> Wat wordt gevraagd
Wil je alles van de regel met "sky in the image above." tot en met de regel met "605;108;700;467" woord voor woord herhalen, en verder niets?

===== Overzicht van gegevens =====

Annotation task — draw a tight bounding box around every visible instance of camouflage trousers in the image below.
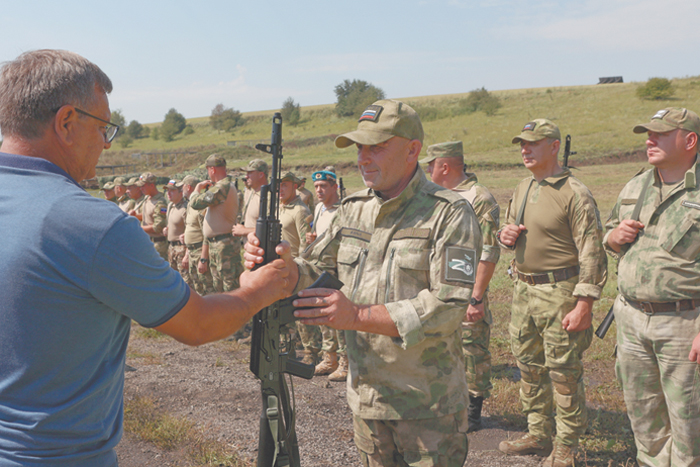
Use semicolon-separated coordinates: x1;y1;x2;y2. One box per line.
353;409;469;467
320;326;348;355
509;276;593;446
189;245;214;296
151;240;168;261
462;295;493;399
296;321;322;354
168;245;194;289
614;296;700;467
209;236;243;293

=====
===== Overzicht van gegevens =====

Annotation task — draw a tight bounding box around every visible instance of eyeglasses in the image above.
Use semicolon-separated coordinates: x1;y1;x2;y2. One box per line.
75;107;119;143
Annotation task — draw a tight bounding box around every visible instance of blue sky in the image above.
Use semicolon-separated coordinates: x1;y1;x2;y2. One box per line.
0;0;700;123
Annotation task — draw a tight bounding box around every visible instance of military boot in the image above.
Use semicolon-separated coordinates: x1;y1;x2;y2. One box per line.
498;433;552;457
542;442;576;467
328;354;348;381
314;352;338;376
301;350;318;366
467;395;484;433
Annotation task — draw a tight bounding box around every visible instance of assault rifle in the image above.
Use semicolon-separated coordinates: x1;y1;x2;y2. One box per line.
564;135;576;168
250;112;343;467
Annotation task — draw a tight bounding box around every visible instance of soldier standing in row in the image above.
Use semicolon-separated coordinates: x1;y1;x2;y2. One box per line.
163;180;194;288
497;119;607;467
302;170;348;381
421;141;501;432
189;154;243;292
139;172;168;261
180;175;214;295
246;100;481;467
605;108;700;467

=====

> Uitgewerkte opgave
Annotation task — draw a tight bounding box around every visible instance of blue sky in the image above.
Use semicolon-separated coordinates: x1;y1;x2;y2. One box per line.
0;0;700;123
Annotation task — draw a tight bounding box around every visible instance of military boot in the image above.
Use semicolon-separated coordinates: x1;y1;x2;y2. One box per line.
498;433;552;457
542;442;576;467
328;354;348;381
314;352;338;376
301;350;318;366
467;395;484;433
Annotation task — draw a tight bounding box around every visible instance of assault rifle in the image above.
Use semicolon-separated coordinates: x1;y1;x2;y2. One box per line.
564;135;576;168
250;112;343;467
Annotation task — draw a tight bounding box around every visible instance of soldier standing in row in the image above.
Use semicolon-separated coordinates: x1;y1;x2;y2. One box per line.
163;180;194;288
497;119;607;467
302;170;348;381
421;141;501;432
189;154;243;292
139;172;168;261
180;175;214;295
246;100;481;467
605;108;700;467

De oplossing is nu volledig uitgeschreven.